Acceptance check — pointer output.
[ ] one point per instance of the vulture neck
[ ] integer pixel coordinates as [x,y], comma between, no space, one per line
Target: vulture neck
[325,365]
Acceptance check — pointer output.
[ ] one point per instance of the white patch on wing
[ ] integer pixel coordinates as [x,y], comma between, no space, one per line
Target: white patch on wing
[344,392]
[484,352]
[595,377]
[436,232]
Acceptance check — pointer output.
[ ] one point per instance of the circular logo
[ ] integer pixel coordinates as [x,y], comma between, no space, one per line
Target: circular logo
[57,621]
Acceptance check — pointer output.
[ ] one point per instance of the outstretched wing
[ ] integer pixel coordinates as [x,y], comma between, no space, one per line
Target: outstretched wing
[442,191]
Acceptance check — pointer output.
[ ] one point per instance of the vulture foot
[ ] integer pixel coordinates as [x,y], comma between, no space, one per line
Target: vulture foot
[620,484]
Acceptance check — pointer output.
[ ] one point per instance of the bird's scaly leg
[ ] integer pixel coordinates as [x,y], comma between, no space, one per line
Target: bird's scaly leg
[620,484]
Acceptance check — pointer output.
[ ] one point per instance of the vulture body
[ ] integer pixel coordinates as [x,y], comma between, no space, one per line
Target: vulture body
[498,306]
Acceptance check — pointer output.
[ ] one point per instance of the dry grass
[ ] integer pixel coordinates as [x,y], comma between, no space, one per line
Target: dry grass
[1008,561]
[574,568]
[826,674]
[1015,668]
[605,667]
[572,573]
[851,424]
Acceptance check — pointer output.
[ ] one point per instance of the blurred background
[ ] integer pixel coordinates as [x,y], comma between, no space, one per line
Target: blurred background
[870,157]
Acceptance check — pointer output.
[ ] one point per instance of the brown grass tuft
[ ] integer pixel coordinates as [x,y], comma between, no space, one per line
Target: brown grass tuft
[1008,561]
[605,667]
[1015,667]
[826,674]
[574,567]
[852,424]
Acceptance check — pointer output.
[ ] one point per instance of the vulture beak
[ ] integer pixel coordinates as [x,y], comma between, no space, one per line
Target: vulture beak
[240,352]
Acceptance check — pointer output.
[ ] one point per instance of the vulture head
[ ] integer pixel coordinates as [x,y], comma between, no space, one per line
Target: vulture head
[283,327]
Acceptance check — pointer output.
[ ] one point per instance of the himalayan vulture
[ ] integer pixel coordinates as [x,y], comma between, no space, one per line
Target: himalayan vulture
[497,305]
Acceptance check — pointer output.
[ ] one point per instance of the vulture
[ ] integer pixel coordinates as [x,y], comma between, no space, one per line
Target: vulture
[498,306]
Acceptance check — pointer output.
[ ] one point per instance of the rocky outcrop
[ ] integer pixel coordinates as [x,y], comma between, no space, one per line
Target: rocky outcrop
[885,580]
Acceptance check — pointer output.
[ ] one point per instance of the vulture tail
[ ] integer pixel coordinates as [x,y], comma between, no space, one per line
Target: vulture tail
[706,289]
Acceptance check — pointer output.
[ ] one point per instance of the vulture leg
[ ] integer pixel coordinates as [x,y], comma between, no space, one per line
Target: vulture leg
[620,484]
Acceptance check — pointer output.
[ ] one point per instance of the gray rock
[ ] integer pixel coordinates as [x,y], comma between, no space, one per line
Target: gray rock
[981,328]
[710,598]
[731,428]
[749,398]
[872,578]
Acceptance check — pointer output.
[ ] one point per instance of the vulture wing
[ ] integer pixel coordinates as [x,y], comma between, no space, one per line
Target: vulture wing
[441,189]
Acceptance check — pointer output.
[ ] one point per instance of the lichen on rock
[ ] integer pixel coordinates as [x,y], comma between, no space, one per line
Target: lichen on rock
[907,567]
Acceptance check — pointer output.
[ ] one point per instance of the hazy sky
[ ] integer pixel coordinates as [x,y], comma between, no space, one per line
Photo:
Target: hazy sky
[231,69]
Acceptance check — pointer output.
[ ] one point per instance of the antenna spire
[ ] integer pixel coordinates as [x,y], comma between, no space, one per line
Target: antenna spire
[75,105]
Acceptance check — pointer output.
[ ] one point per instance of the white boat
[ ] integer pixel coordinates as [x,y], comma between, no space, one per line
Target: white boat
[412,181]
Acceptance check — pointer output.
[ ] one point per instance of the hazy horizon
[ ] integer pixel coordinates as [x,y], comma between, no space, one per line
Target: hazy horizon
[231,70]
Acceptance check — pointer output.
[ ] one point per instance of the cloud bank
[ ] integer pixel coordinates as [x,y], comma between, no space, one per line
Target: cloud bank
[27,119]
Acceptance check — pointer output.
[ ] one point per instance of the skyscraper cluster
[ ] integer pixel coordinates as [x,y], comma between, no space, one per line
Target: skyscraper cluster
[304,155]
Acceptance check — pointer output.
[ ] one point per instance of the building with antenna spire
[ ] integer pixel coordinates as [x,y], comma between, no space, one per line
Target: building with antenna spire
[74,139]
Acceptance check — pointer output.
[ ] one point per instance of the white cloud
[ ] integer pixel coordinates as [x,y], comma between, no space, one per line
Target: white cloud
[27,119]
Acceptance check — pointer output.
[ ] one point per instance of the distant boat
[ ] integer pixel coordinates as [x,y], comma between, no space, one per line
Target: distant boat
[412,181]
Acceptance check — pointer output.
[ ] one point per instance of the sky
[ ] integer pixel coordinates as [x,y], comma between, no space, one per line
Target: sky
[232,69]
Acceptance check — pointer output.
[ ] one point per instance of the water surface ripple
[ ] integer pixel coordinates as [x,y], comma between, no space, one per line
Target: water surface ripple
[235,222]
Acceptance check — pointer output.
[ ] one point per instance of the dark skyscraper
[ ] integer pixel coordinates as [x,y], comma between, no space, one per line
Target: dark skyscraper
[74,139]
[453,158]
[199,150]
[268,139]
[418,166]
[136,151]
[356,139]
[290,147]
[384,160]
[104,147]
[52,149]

____

__TASK STATEMENT__: Display every line in the records above that contains the string "background".

__REPLY__:
[ ] one point per instance of the blurred background
Target: blurred background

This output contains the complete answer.